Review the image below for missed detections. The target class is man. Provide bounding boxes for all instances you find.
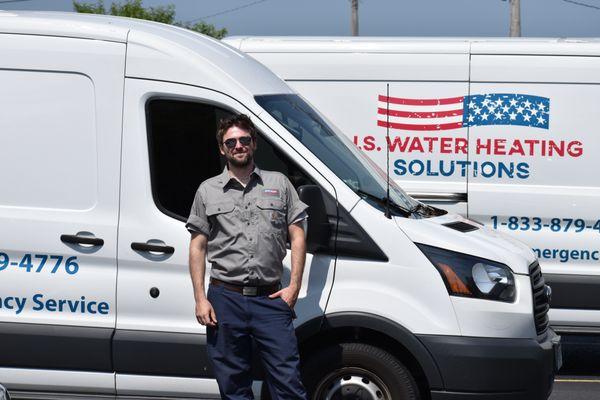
[186,114,309,400]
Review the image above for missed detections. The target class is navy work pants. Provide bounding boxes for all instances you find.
[206,283,308,400]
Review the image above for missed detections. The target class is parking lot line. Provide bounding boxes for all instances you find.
[555,378,600,383]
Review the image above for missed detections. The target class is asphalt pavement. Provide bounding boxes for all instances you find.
[551,377,600,400]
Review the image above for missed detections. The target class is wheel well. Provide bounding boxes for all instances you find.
[299,326,432,400]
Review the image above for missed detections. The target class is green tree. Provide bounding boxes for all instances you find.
[73,0,227,39]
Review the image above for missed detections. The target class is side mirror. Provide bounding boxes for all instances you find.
[297,185,332,253]
[0,384,11,400]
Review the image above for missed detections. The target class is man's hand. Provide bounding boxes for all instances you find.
[195,298,218,327]
[269,284,300,308]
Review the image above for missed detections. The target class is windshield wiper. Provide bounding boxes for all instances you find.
[356,189,410,217]
[410,202,427,214]
[409,202,442,218]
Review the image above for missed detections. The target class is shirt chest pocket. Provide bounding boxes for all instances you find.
[256,198,286,231]
[205,201,235,230]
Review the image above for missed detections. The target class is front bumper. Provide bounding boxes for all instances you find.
[418,329,561,400]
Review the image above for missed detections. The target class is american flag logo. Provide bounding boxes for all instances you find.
[377,93,550,131]
[263,188,280,196]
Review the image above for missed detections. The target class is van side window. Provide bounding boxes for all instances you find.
[147,99,232,220]
[146,99,313,221]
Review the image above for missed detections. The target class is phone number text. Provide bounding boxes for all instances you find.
[0,253,79,275]
[491,216,600,233]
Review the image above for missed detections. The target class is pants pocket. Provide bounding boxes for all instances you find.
[276,296,297,319]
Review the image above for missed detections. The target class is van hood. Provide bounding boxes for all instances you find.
[395,212,536,275]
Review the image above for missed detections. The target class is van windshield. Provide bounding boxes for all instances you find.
[255,94,418,215]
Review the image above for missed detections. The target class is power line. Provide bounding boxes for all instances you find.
[562,0,600,10]
[187,0,270,23]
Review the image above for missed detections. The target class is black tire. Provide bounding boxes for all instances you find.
[302,342,420,400]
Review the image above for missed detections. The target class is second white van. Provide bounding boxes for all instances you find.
[225,36,600,339]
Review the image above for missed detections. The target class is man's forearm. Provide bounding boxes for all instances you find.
[289,235,306,290]
[189,245,207,302]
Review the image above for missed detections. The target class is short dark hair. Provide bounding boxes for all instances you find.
[216,114,257,145]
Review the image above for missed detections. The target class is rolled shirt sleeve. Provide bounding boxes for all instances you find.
[186,185,210,236]
[284,177,309,225]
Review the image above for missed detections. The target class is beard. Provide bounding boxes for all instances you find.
[225,151,253,168]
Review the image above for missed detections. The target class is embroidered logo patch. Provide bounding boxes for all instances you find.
[263,189,280,196]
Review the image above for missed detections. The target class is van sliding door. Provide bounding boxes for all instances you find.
[116,79,336,396]
[468,52,600,331]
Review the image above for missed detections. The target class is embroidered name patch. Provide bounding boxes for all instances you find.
[263,189,280,196]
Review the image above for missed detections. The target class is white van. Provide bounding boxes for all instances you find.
[224,36,600,337]
[0,13,558,400]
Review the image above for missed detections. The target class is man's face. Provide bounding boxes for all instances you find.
[220,126,256,168]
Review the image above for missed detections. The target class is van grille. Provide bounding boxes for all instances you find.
[530,261,550,338]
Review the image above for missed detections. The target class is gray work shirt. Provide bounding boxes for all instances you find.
[186,166,308,286]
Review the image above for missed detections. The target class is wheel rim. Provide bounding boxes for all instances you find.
[315,367,391,400]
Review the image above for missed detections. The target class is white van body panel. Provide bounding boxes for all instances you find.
[326,200,461,336]
[450,274,535,338]
[0,33,124,328]
[249,53,469,81]
[0,11,129,42]
[125,29,292,101]
[471,54,600,83]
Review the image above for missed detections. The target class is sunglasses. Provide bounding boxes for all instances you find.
[223,136,253,149]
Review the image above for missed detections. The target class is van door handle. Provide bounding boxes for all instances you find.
[61,234,104,246]
[131,242,175,254]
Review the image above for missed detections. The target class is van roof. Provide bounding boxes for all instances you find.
[225,36,600,56]
[0,11,291,98]
[0,10,132,42]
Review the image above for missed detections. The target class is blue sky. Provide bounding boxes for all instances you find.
[1,0,599,37]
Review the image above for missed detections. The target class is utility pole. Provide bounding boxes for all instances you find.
[351,0,358,36]
[509,0,521,37]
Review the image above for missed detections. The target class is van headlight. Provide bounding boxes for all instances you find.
[417,244,516,302]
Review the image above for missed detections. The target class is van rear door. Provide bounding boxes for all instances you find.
[468,49,600,329]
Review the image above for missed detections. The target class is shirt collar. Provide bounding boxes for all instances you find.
[218,164,263,189]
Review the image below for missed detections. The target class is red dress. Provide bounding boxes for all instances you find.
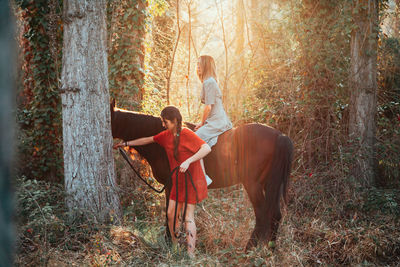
[153,128,208,204]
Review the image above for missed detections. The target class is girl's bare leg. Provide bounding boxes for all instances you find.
[185,204,196,257]
[200,159,212,186]
[167,199,182,244]
[200,159,206,175]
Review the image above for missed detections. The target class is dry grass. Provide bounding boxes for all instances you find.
[14,157,400,266]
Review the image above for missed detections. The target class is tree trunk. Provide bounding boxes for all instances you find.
[395,0,400,38]
[249,0,270,66]
[107,0,147,110]
[234,0,245,110]
[166,0,181,105]
[61,0,121,223]
[132,0,147,103]
[0,3,15,265]
[349,0,379,186]
[215,0,229,103]
[186,1,192,117]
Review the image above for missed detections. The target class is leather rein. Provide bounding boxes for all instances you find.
[118,147,198,239]
[118,147,165,193]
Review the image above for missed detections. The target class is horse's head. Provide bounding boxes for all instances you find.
[109,99,165,141]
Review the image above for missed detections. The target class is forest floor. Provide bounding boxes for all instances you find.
[14,158,400,266]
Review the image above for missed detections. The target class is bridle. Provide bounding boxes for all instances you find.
[118,147,165,193]
[170,166,198,239]
[118,147,198,239]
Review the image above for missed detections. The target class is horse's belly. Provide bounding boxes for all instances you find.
[204,131,240,188]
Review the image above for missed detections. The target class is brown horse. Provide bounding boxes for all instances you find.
[110,101,293,250]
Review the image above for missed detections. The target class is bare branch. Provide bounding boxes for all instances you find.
[214,0,229,103]
[166,0,183,105]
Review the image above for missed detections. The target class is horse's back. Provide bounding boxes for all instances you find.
[205,123,281,189]
[234,123,280,142]
[228,123,280,159]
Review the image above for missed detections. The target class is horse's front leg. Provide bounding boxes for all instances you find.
[243,181,268,251]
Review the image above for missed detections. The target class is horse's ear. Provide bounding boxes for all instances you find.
[110,98,116,112]
[110,98,116,117]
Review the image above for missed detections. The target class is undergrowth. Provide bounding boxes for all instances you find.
[14,153,400,266]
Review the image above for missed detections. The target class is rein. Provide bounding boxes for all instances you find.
[118,147,165,193]
[119,147,199,240]
[170,166,198,239]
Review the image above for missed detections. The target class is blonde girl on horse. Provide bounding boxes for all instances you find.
[195,55,232,182]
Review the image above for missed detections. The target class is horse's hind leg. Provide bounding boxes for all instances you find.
[267,200,282,243]
[262,179,283,245]
[245,179,283,250]
[243,181,268,251]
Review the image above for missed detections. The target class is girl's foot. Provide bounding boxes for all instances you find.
[171,242,179,253]
[187,251,195,259]
[187,245,195,259]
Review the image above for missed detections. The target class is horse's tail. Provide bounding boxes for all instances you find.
[264,134,293,209]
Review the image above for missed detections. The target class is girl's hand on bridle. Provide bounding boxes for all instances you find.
[113,142,125,149]
[194,123,202,131]
[179,160,191,173]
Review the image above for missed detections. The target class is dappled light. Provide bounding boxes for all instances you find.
[10,0,400,265]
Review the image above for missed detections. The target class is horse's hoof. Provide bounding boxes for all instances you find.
[245,239,257,252]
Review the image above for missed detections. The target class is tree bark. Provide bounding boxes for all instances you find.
[107,0,147,109]
[349,0,379,186]
[61,0,121,223]
[395,0,400,38]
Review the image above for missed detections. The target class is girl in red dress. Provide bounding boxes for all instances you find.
[114,106,211,257]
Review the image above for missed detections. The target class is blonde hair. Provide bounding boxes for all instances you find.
[198,55,218,83]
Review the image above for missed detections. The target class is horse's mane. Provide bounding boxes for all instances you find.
[113,107,164,138]
[116,107,197,131]
[184,121,196,131]
[113,105,202,139]
[115,107,161,124]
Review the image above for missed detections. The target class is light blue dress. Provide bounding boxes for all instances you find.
[196,77,232,147]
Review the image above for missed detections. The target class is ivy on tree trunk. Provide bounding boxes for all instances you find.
[349,0,379,186]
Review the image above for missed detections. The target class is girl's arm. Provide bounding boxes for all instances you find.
[113,136,154,149]
[179,144,211,172]
[195,105,212,130]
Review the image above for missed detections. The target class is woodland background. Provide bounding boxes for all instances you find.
[6,0,400,265]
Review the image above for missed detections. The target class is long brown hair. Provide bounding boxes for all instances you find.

┄┄┄┄┄┄┄┄┄┄

--- Exercise goal ---
From the line holding "is girl's arm." to the last line of the entries above, restate each line exactly; include both ends and omit everything else.

--- Result of the task ---
Review the image above for missed detections. The target class is girl's arm. Provide bounding boxes for all instances you find.
[113,136,154,149]
[179,144,211,172]
[195,105,212,130]
Review the image above for missed detections. The target class is woodland background. Provide bounding boxes for all instances you find.
[6,0,400,265]
Review the image above for missed detections. The target class is long brown hair. Provide bounding boxes for all instances you find.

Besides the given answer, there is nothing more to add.